Start of Supplied material
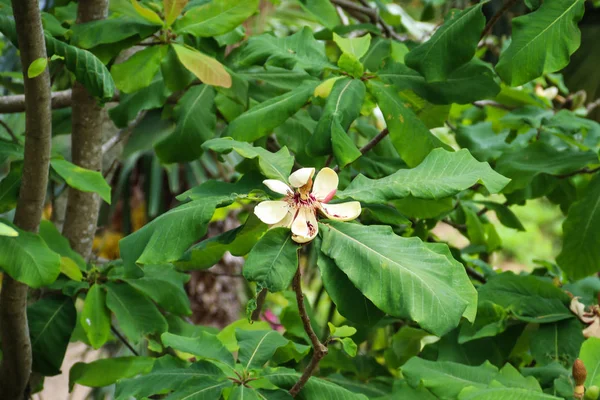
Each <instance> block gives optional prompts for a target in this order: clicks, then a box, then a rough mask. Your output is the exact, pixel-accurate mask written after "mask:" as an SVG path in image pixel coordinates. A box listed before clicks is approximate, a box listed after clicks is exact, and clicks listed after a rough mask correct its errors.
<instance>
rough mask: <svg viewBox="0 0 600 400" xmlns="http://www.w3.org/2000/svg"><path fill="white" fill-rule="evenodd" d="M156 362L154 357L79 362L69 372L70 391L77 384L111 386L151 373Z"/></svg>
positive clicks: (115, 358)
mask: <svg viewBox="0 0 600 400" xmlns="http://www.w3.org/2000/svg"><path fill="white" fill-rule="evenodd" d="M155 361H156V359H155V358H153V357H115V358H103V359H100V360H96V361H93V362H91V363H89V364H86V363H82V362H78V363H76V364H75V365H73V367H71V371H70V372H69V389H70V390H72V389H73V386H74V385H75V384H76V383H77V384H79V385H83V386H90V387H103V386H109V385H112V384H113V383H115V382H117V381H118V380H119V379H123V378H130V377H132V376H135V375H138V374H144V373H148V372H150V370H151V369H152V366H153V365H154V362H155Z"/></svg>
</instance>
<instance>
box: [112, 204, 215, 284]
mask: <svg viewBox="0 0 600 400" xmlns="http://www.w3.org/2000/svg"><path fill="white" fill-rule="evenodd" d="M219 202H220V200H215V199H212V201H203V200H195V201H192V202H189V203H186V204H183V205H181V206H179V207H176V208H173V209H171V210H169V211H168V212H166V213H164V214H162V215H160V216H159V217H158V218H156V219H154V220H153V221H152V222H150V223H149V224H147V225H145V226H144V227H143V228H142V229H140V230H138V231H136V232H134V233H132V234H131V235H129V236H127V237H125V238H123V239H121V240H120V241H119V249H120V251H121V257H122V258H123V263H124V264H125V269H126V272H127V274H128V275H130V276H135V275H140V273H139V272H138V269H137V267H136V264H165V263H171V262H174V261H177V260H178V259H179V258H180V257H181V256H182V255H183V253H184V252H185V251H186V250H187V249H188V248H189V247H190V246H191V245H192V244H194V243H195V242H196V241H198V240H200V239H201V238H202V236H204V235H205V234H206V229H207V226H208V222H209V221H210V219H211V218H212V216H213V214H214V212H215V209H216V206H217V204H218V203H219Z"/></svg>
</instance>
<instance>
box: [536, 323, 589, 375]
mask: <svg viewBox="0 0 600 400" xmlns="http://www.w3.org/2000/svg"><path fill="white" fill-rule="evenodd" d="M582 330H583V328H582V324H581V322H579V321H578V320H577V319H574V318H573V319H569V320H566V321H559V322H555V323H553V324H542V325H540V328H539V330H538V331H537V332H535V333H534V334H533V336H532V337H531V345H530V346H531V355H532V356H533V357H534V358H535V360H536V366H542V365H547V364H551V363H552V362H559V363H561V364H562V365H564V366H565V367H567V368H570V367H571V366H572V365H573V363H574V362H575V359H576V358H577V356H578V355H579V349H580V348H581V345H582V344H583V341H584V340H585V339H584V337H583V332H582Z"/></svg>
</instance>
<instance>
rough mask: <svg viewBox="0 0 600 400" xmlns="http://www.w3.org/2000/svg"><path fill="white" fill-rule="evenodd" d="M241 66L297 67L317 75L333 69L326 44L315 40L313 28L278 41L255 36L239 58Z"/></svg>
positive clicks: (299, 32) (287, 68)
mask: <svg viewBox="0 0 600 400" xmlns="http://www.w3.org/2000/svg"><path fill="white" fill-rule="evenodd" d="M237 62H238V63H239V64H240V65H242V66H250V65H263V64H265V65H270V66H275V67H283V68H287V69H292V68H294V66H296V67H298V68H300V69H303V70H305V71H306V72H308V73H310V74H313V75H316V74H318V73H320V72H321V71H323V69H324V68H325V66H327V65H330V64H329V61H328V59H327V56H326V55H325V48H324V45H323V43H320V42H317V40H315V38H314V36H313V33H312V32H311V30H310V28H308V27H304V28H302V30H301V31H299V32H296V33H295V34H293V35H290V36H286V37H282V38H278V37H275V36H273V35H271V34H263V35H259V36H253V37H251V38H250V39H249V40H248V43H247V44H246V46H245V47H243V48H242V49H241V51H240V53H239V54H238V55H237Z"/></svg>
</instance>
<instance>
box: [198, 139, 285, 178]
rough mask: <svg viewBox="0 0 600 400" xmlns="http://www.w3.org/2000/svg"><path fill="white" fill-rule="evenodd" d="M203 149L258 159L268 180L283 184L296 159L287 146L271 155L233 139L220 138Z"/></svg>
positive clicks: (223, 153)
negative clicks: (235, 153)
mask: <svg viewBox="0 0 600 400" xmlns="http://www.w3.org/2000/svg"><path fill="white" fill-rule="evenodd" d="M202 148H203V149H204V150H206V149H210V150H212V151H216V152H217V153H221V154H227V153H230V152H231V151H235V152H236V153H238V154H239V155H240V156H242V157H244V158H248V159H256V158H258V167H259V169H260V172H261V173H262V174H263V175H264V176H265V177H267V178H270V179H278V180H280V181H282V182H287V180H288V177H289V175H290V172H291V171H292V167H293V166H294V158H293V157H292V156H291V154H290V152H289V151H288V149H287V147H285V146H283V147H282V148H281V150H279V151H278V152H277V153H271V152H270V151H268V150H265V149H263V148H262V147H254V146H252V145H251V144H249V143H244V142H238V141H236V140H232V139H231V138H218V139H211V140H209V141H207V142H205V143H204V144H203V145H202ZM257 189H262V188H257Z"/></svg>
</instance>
End of Supplied material
**Description of the task:**
The pictures are not wanted, but every line of the listing should be duplicated exactly.

**Written solution:**
Each <instance> block gives optional prompts for a target in this order: clicks, then a box, then a rough mask. Your output is the exact, pixel-accurate mask written after "mask:" as an SVG path in image pixel coordinates. A box listed before clicks is approximate, a box listed after clicks is exact, and clicks listed after a rough mask correct its errors.
<instance>
rough mask: <svg viewBox="0 0 600 400" xmlns="http://www.w3.org/2000/svg"><path fill="white" fill-rule="evenodd" d="M156 362L154 357L79 362L69 372L70 391L77 384L111 386L151 373Z"/></svg>
positive clicks: (115, 358)
mask: <svg viewBox="0 0 600 400" xmlns="http://www.w3.org/2000/svg"><path fill="white" fill-rule="evenodd" d="M155 361H156V359H155V358H153V357H115V358H103V359H100V360H96V361H93V362H91V363H89V364H86V363H82V362H78V363H76V364H75V365H73V367H71V371H70V372H69V389H70V390H72V389H73V386H74V385H75V384H76V383H77V384H79V385H83V386H90V387H103V386H109V385H112V384H113V383H115V382H117V381H118V380H119V379H123V378H130V377H132V376H135V375H138V374H144V373H148V372H150V370H151V369H152V366H153V365H154V362H155Z"/></svg>
</instance>
<instance>
box: [112, 204, 215, 284]
mask: <svg viewBox="0 0 600 400" xmlns="http://www.w3.org/2000/svg"><path fill="white" fill-rule="evenodd" d="M219 202H220V200H215V199H212V201H203V200H195V201H192V202H189V203H186V204H183V205H181V206H179V207H176V208H173V209H171V210H169V211H168V212H166V213H164V214H162V215H160V216H159V217H158V218H156V219H154V220H153V221H152V222H150V223H149V224H147V225H145V226H144V227H143V228H142V229H140V230H138V231H136V232H134V233H132V234H131V235H129V236H127V237H125V238H123V239H121V240H120V241H119V249H120V251H121V257H122V258H123V263H124V264H125V269H126V272H127V274H128V275H130V276H135V275H140V273H139V272H138V269H137V267H136V264H165V263H171V262H174V261H177V260H178V259H179V258H180V257H181V256H182V255H183V253H184V252H185V251H186V250H187V249H188V248H189V247H190V246H191V245H192V244H194V243H195V242H196V241H198V240H200V239H201V238H202V236H204V235H205V234H206V229H207V226H208V222H209V221H210V219H211V218H212V216H213V214H214V212H215V209H216V206H217V204H218V203H219Z"/></svg>
</instance>
<instance>
box: [536, 323, 589, 375]
mask: <svg viewBox="0 0 600 400" xmlns="http://www.w3.org/2000/svg"><path fill="white" fill-rule="evenodd" d="M582 330H583V328H582V324H581V322H579V321H578V320H577V319H574V318H573V319H569V320H566V321H559V322H555V323H553V324H542V325H540V328H539V330H538V331H537V332H535V333H534V334H533V336H532V337H531V345H530V346H531V355H532V356H533V357H534V358H535V360H536V366H542V365H547V364H551V363H552V362H559V363H561V364H562V365H564V366H565V367H567V368H570V367H571V366H572V365H573V363H574V362H575V359H576V358H577V356H578V355H579V349H580V348H581V345H582V344H583V341H584V340H585V339H584V337H583V332H582Z"/></svg>
</instance>
<instance>
rough mask: <svg viewBox="0 0 600 400" xmlns="http://www.w3.org/2000/svg"><path fill="white" fill-rule="evenodd" d="M241 66L297 67L317 75L333 69L326 44L315 40L313 28L278 41L255 36L239 58Z"/></svg>
positive clicks: (299, 32) (287, 68)
mask: <svg viewBox="0 0 600 400" xmlns="http://www.w3.org/2000/svg"><path fill="white" fill-rule="evenodd" d="M237 62H238V63H239V64H240V65H242V66H250V65H263V64H265V65H270V66H275V67H283V68H287V69H292V68H294V66H296V67H298V68H300V69H303V70H305V71H306V72H308V73H310V74H313V75H316V74H318V73H320V72H321V71H323V69H324V68H325V66H327V65H330V64H329V61H328V59H327V56H326V55H325V48H324V45H323V43H320V42H317V40H315V38H314V36H313V33H312V32H311V30H310V28H308V27H304V28H302V30H301V31H299V32H296V33H295V34H293V35H290V36H286V37H282V38H278V37H275V36H273V35H271V34H263V35H259V36H253V37H251V38H250V39H249V40H248V43H247V44H246V46H245V47H243V48H242V49H241V51H240V53H239V54H238V55H237Z"/></svg>
</instance>
<instance>
box: [198, 139, 285, 178]
rough mask: <svg viewBox="0 0 600 400" xmlns="http://www.w3.org/2000/svg"><path fill="white" fill-rule="evenodd" d="M203 149L258 159L268 180L283 184L296 159L287 146L271 155L233 139L220 138Z"/></svg>
positive clicks: (223, 153)
negative clicks: (235, 153)
mask: <svg viewBox="0 0 600 400" xmlns="http://www.w3.org/2000/svg"><path fill="white" fill-rule="evenodd" d="M202 148H203V149H204V150H206V149H210V150H212V151H216V152H217V153H221V154H227V153H230V152H231V151H235V152H236V153H238V154H239V155H240V156H242V157H244V158H248V159H256V158H258V167H259V169H260V172H261V173H262V174H263V175H264V176H265V177H267V178H270V179H278V180H280V181H282V182H287V180H288V177H289V175H290V172H291V171H292V167H293V166H294V158H293V157H292V156H291V154H290V152H289V151H288V149H287V147H285V146H283V147H282V148H281V150H279V151H278V152H277V153H271V152H270V151H268V150H265V149H263V148H262V147H254V146H252V145H251V144H249V143H244V142H238V141H236V140H232V139H231V138H218V139H211V140H209V141H207V142H205V143H204V144H203V145H202ZM257 189H262V188H257Z"/></svg>
</instance>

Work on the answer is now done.